WHAT THE TASK REQUIRES: Please edit the data below so that "wooden beam" becomes "timber beam" wherever it occurs, and leave every other line unchanged.

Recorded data
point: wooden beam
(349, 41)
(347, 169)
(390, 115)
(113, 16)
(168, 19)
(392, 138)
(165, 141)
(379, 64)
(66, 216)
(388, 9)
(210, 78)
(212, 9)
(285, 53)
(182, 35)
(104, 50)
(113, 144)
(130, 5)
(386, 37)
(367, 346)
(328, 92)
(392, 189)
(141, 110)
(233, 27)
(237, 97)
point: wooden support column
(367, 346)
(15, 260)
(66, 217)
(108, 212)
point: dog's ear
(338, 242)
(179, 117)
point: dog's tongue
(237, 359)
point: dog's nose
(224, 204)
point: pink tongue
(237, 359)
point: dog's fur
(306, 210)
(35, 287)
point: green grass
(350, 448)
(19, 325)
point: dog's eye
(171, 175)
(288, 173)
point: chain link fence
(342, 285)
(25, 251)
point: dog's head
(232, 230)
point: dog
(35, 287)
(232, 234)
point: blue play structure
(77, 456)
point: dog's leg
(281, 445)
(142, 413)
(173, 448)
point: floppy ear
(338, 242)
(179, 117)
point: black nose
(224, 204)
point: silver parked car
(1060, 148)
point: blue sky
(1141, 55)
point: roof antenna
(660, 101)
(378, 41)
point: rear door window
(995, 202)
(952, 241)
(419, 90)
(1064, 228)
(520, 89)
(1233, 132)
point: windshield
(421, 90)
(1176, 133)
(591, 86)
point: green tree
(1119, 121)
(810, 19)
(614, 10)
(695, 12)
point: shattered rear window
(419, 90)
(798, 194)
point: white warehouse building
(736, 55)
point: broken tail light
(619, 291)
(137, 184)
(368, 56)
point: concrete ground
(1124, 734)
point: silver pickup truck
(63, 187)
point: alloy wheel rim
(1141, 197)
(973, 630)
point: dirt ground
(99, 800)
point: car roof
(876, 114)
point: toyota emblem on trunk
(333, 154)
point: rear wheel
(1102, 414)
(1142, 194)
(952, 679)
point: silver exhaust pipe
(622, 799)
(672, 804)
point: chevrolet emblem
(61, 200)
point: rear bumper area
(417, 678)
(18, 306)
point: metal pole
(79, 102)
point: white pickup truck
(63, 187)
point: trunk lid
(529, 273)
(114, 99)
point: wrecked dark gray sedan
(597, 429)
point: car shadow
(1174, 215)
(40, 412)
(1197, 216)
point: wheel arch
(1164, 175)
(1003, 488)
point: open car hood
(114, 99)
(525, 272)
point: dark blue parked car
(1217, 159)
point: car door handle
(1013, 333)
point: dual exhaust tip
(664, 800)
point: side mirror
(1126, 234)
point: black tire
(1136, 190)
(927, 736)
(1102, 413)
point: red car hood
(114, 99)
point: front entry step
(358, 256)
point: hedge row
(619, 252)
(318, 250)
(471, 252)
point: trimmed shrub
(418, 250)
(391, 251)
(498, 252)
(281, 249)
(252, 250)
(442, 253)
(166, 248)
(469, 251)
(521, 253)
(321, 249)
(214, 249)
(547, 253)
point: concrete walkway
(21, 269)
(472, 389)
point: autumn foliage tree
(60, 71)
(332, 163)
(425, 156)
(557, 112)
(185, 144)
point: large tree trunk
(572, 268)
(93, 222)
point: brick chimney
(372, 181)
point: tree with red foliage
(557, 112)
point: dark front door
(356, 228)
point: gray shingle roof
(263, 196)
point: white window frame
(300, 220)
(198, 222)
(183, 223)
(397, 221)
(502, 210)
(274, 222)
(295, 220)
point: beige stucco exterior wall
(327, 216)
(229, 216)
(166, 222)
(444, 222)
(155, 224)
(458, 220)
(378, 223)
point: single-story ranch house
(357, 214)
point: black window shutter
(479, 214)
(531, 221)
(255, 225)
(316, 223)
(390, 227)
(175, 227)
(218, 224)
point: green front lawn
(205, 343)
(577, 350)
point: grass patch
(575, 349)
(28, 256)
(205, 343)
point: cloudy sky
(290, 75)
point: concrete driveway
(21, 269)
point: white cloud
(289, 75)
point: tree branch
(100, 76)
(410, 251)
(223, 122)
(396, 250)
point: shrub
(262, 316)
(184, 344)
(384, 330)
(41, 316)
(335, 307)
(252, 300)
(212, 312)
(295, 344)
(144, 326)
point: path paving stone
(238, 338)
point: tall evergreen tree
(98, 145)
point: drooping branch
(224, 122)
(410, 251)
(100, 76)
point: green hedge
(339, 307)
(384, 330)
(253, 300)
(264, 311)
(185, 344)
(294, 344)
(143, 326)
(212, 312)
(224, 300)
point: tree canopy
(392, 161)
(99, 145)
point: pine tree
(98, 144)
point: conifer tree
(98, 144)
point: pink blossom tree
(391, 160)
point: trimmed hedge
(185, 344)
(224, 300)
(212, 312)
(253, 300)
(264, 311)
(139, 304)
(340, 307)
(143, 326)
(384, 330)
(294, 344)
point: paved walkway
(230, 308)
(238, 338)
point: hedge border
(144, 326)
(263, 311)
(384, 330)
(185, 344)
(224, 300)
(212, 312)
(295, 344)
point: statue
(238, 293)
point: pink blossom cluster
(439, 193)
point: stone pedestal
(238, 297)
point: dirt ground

COMPLETE ANSWER:
point: timber beam
(349, 41)
(347, 169)
(390, 115)
(113, 16)
(168, 19)
(392, 138)
(165, 141)
(379, 64)
(66, 216)
(388, 9)
(210, 78)
(212, 9)
(285, 53)
(182, 35)
(104, 50)
(113, 144)
(130, 5)
(386, 37)
(367, 346)
(328, 92)
(392, 189)
(141, 110)
(233, 27)
(237, 97)
point: wooden support column
(367, 346)
(15, 260)
(66, 217)
(108, 212)
point: dog's ear
(338, 242)
(179, 117)
point: dog's tongue
(237, 359)
point: dog's nose
(224, 204)
point: pink tongue
(237, 359)
point: dog's fur
(306, 210)
(35, 287)
point: green grass
(350, 448)
(19, 325)
point: dog's eye
(171, 175)
(288, 173)
point: chain link fence
(342, 285)
(25, 251)
point: dog's head
(232, 230)
point: dog
(35, 287)
(232, 234)
point: blue play structure
(77, 456)
point: dog's leg
(281, 445)
(142, 413)
(173, 448)
point: floppy ear
(338, 242)
(179, 117)
point: black nose
(224, 204)
point: silver parked car
(1060, 148)
point: blue sky
(1141, 55)
point: roof antenna
(660, 101)
(378, 41)
point: rear door window
(995, 202)
(952, 241)
(419, 90)
(1064, 228)
(520, 89)
(1233, 132)
point: windshield
(421, 90)
(1176, 133)
(591, 86)
point: green tree
(1119, 121)
(810, 19)
(614, 10)
(695, 12)
point: shattered rear window
(419, 90)
(798, 194)
point: white warehouse building
(736, 55)
point: broken tail light
(619, 291)
(137, 184)
(368, 56)
point: concrete ground
(1124, 734)
point: silver pickup truck
(63, 187)
point: alloy wheel rim
(1141, 197)
(973, 630)
point: dirt ground
(99, 800)
point: car roof
(876, 114)
point: toyota emblem on trunk
(333, 154)
point: rear wheel
(1102, 414)
(1142, 194)
(952, 679)
point: silver exhaust pipe
(622, 799)
(672, 804)
point: chevrolet emblem
(61, 200)
point: rear bumper area
(417, 678)
(18, 306)
point: metal pole
(79, 102)
point: white pickup truck
(63, 187)
point: trunk lid
(529, 273)
(114, 99)
point: wrecked dark gray sedan
(597, 429)
point: car shadow
(1174, 215)
(40, 412)
(1197, 216)
point: wheel arch
(1164, 175)
(1003, 488)
point: open car hood
(114, 99)
(525, 272)
point: dark blue parked car
(1217, 159)
point: car door handle
(1013, 333)
point: dual exhaust tip
(664, 800)
point: side mirror
(1126, 234)
point: black tire
(1136, 190)
(927, 736)
(1102, 413)
point: red car hood
(114, 99)
point: front entry step
(358, 256)
point: hedge row
(619, 252)
(318, 250)
(471, 252)
point: trimmed shrub
(418, 250)
(391, 251)
(498, 252)
(281, 249)
(252, 250)
(442, 253)
(166, 248)
(469, 251)
(521, 253)
(321, 249)
(214, 249)
(547, 253)
point: concrete walkway
(21, 269)
(472, 389)
point: autumn foliage tree
(60, 71)
(332, 163)
(425, 156)
(557, 112)
(185, 144)
point: large tree trunk
(572, 268)
(93, 222)
point: brick chimney
(372, 181)
point: tree with red foliage
(557, 112)
point: dark front door
(356, 228)
point: gray shingle roof
(263, 196)
point: white window frame
(300, 220)
(198, 222)
(183, 223)
(397, 221)
(502, 210)
(274, 222)
(295, 220)
point: beige stucco exterior wall
(327, 216)
(229, 216)
(166, 222)
(444, 222)
(155, 224)
(458, 220)
(378, 223)
point: single-story ranch house
(357, 214)
point: black window shutter
(479, 214)
(531, 221)
(255, 225)
(316, 223)
(390, 227)
(175, 227)
(218, 224)
point: green front lawn
(205, 343)
(577, 350)
point: grass patch
(575, 349)
(28, 256)
(205, 343)
point: cloudy sky
(290, 75)
point: concrete driveway
(21, 269)
point: white cloud
(289, 75)
point: tree branch
(100, 76)
(410, 251)
(223, 122)
(396, 250)
point: shrub
(262, 316)
(184, 344)
(384, 330)
(41, 316)
(335, 307)
(252, 300)
(212, 312)
(295, 344)
(144, 326)
point: path paving stone
(238, 338)
point: tall evergreen tree
(98, 145)
point: drooping branch
(224, 122)
(410, 251)
(100, 76)
point: green hedge
(339, 307)
(384, 330)
(253, 300)
(264, 311)
(185, 344)
(294, 344)
(143, 326)
(212, 312)
(224, 300)
point: tree canopy
(392, 161)
(99, 145)
point: pine tree
(98, 144)
point: conifer tree
(98, 144)
point: pink blossom tree
(391, 160)
point: trimmed hedge
(185, 344)
(224, 300)
(212, 312)
(253, 300)
(264, 311)
(139, 304)
(340, 307)
(143, 326)
(384, 330)
(294, 344)
point: paved walkway
(230, 308)
(238, 338)
point: hedge border
(144, 326)
(263, 311)
(384, 330)
(185, 344)
(224, 300)
(212, 312)
(295, 344)
point: statue
(238, 293)
point: pink blossom cluster
(439, 193)
point: stone pedestal
(238, 297)
point: dirt ground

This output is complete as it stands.